▶ _Page text_:

_ _ _ _ _ _ _

FLSA Standards & Questions
Understanding the Fair Labor Standards Act (FLSA)
1. When is a work-based learning experience subject to FLSA?
Work-based experiences that do NOT meet all student-learner criteria referenced under Federal Employment Relationship are employment relationships and subject to FLSA. According to the FLSA, the definition of “to employ” is “to suffer or permit to work.” Case law states that an employment relationship “does not depend upon the level of performance or whether the work is of some educational and/or therapeutic benefit.”2 The WBL coordinator and employer must review the criteria very carefully before deciding the type of relationship that will exist between the employer and the young person.
2. When is a student who is employed “covered” under FLSA?
FLSA covers employees who are performing work for any type of enterprise that is either
A. Engaged in interstate commerce
B. Producing goods for interstate commerce, or
C. Handling, selling, or otherwise working on goods or materials that have been moved or produced for such commerce.
3. What about state and local laws?
When there is a difference between federal or state laws/regulations or a municipal ordinance, the strictest standard applies.
4. What are the implications of an employment relationship “covered” under FLSA?

_ _ _ _ _ _ _

▶ _Data supplied_:
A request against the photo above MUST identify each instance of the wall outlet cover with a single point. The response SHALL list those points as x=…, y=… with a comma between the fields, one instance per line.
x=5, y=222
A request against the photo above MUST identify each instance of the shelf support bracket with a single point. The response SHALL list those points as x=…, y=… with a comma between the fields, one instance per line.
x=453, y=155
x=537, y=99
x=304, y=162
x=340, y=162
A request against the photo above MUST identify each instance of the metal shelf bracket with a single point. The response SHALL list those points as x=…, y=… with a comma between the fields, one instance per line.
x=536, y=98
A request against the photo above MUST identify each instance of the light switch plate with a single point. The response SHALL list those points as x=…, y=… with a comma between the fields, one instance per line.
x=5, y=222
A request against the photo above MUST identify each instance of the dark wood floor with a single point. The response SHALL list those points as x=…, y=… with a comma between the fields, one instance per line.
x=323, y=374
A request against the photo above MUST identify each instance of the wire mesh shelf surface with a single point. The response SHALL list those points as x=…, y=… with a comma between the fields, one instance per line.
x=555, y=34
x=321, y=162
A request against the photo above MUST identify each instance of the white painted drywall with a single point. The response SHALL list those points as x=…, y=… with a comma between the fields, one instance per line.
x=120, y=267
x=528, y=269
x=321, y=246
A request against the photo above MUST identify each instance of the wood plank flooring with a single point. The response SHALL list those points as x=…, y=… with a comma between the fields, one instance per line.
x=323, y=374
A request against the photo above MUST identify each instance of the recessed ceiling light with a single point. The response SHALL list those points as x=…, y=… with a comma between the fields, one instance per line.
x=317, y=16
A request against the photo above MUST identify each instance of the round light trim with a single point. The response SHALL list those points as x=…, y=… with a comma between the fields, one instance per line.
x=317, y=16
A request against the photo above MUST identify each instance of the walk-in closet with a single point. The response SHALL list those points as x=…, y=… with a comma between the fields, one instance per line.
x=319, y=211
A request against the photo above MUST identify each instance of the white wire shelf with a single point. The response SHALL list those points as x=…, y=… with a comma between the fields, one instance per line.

_ _ _ _ _ _ _

▶ _Exercise tasks_:
1) Copy the part of the FLSA text starting with "FLSA covers employees" and going on through "for such commerce.", word for word.
2) Write the next part of the FLSA text, picking up right after its final line.

▶ _Task responses_:
1)
FLSA covers employees who are performing work for any type of enterprise that is either
A. Engaged in interstate commerce
B. Producing goods for interstate commerce, or
C. Handling, selling, or otherwise working on goods or materials that have been moved or produced for such commerce.

2)
When a young person who is an employee is covered by FLSA, he or she must be paid no less than the minimum wage, receive no less than one and one-half times the regular rates of pay for each hour worked in excess of 40 hours per workweek, and be employed in accordance with child labor laws.
5. Are there standards and special provisions for employing minors?
Once it is determined that there is an employment relationship that is covered by FLSA, then certain standards and limitations apply to the employment of students according to their age. The limitations and provisions are discussed in this section.
6. Are there any exceptions to the standards?
Yes, there are exceptions for: “A student who is enrolled in a course of study and training in a cooperative career and technical education program under a state or local education authority or in a course of study in a substantially similar program conducted by a private school.”
7. What is the minimum age for employment:
A minor under 14 years of age may not be employed, except: as a newspaper carrier (if at least 11 years of age); in agriculture (if at least 12 years of age and with parental or guardian consent); and as an actor/actress or model.
8. Are minors permitted to drive on-the-job?
16 year olds are NOT permitted to drive while working on-the-job; 17 year olds are permitted to perform a limited amount of driving on-the-job. See details in Employer Fact Sheet #34.
9. How important is terminology?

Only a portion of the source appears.